• [Given request 1]:
Rewrite the paragraph of the text below that begins "A tail. My stupid cat" more briefly, keeping its main facts.

• [Text]:

——————

I'd like to mention that during this whole episode my giant 22 lbs cat just sat on the half-wall, watching in amusement. I'm not entirely sure, but I think I heard laughter. The great hunter, offering moral support. ....The traitor! I mean, what do I feed him for, if not to save me from hairy, eight-legged beasties with a running shoe fetish?!?!?

It was at this point of mutual stand-off that air-support was called in.
Plane 1
Jeckle and I were glaring at each other, eye to eyeyeyeyeyeyeyeyeyeyyeyeyeyeyeyeyeyeye (er, you get the idea) when suddenly a great, giant black thing came swooping down at me from the ceiling. This brought about another shameful moment for me. I actually SQUEALED like a girl. Yes, I know. I'm not proud.

I ducked, and glancing wildly around, dove for cover out of the exercise room. At this point, I had my back pressed to the halfwall, panting, trying to calm my racing heart. What the H...???? Something brushed my shoulder, and I almost had a heart attack. I stumbled in a blind panic away from the wall, brushing and batting at myself and ended up on the floor, trying to see what it was that had gotten me.

A tail. My stupid cat hadn't moved in all this time, and had decided it would be hilarious to brush a bug-wigged-out-woman's shoulder with his feathery tail. OMG, this cat was asking for it! I needed to throw something at him, and I reached for a stuffed teddy-bear (the other side of the halfwall from my exercise room is a toy room for the kids) and was about to take aim, when again something huge and black came swooping in on me. Wholly crap! It was a wasp the size of Bermuda, and it was coming after ME!

I dropped the teddy-bear and made a run for it, swearing over my shoulder at my cat who just flicked his tail unconcernedly at me, and actually YAWNED.

This was not good. Ok... think... think.... The vacuum!
Camouflage
I went and hauled the vacuum down the stairs and plugged it in like I was on Mission Impossible. I didn't make a sound, and I kept glancing around expecting an attack at any minute! I managed to get the vacuum plugged in and uncoiled before the assault began in earnest. Suddenly, the wasp came darting in angrily at me, and bounced off the wall behind me when I ducked and he zoomed by.

——————

• [Items]:

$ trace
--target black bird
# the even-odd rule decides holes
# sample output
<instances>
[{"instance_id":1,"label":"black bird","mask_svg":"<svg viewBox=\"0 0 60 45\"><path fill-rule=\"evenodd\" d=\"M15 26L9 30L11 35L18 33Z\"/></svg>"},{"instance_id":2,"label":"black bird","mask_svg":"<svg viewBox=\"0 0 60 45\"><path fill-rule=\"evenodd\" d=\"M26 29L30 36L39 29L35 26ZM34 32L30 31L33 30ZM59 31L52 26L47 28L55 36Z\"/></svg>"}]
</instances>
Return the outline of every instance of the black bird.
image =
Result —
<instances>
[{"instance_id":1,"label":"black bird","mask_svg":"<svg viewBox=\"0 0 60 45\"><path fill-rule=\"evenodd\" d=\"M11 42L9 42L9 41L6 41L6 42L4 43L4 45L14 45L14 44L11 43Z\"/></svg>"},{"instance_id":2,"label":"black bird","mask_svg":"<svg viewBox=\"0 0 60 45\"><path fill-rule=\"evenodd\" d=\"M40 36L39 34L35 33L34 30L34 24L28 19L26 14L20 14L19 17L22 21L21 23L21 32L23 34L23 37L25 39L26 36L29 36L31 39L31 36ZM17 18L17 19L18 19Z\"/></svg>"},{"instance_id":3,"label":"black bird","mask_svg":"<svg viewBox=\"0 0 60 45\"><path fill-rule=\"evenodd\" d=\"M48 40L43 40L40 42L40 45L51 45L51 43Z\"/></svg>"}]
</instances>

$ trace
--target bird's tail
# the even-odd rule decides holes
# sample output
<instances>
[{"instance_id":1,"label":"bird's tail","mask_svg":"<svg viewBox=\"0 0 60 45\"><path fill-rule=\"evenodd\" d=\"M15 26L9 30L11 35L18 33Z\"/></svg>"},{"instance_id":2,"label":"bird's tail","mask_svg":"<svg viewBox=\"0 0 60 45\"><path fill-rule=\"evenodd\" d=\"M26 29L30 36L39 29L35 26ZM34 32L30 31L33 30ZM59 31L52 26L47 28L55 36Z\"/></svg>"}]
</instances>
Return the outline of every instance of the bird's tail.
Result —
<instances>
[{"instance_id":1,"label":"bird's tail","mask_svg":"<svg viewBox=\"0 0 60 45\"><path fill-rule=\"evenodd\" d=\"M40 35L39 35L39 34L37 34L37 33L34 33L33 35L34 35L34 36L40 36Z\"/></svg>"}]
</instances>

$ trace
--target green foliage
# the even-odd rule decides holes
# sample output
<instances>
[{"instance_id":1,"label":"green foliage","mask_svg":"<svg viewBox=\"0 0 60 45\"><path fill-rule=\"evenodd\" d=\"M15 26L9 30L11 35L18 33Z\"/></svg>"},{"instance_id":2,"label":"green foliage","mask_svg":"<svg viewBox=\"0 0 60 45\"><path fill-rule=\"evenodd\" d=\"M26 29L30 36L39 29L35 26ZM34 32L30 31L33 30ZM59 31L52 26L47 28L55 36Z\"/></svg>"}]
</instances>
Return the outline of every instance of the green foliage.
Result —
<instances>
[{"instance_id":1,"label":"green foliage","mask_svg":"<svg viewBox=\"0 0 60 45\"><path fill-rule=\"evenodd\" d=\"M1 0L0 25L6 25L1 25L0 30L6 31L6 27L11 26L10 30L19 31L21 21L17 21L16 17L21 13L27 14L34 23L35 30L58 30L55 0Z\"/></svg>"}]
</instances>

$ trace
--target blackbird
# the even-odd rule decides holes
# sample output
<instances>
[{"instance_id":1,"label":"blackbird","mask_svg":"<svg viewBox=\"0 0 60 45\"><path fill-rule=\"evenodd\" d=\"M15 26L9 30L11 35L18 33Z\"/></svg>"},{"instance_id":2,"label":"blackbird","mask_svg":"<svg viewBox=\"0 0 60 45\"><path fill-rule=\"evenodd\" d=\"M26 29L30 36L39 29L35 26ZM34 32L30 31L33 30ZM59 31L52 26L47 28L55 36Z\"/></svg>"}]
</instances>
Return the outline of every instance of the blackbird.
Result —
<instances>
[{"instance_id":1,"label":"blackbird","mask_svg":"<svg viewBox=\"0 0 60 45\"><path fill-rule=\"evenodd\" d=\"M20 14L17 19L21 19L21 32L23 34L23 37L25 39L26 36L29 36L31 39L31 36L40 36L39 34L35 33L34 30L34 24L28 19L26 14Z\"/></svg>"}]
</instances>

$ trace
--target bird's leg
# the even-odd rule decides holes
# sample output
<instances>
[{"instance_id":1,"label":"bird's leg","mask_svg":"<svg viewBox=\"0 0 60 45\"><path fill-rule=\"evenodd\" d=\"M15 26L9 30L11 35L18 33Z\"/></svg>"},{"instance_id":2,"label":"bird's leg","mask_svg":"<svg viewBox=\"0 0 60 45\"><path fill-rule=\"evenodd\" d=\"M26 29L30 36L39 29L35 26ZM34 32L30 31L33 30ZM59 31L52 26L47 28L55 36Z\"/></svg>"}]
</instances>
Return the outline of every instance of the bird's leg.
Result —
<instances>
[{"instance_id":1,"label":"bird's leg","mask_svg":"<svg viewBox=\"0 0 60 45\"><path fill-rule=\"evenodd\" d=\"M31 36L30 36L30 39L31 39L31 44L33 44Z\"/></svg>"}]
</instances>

——————

• [Given request 2]:
Give back every line of the records above that contains the string "Return", matching case exactly.

• [Written solution 1]:
It was only a tail. My cat, still in the same spot, had brushed my shoulder with it as a joke. I grabbed a stuffed teddy bear from the kids' toy room on the other side of the half-wall to throw at him. Before I could aim, a huge black wasp swooped in after me.

• [Written solution 2]:
Return the outline of every instance of the black bird.
Return the outline of every instance of the bird's tail.
Return the outline of every instance of the green foliage.
Return the outline of every instance of the blackbird.
Return the outline of every instance of the bird's leg.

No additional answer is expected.